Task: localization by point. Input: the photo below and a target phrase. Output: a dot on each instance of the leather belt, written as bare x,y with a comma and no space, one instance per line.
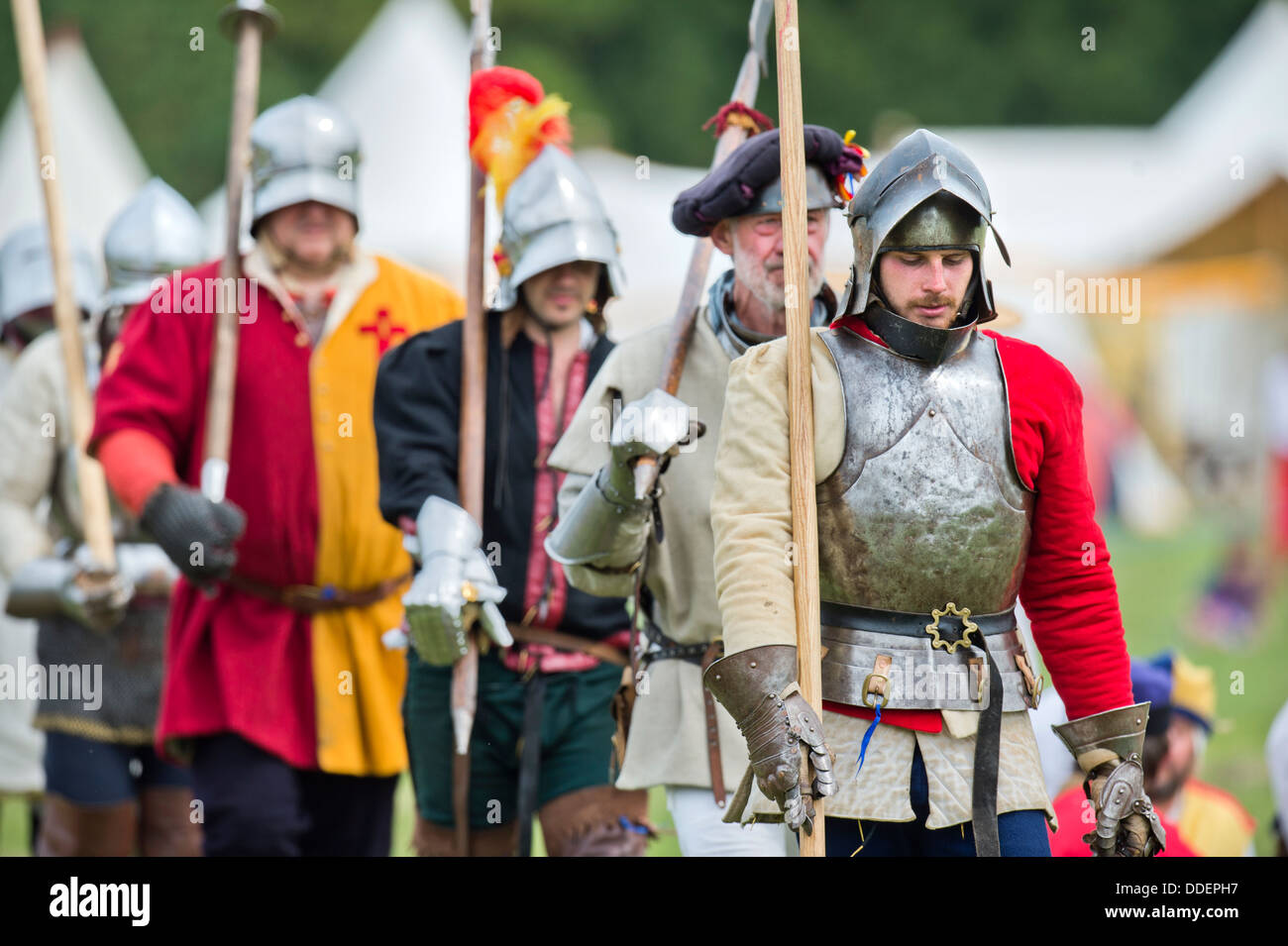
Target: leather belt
703,656
310,598
951,637
665,649
526,633
909,623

EXERCISE GOAL :: Reproduce every line of the records above verbatim, omitting the pictures.

RESPONSE TO THIS TASK ::
Task: localization by point. Input: the photo below and a target phrase. Output: a dot on each instance of the leather belt, written as bare x,y with a comma and no space, one instance per line.
Target: leather belt
703,656
310,598
951,637
665,649
526,633
909,623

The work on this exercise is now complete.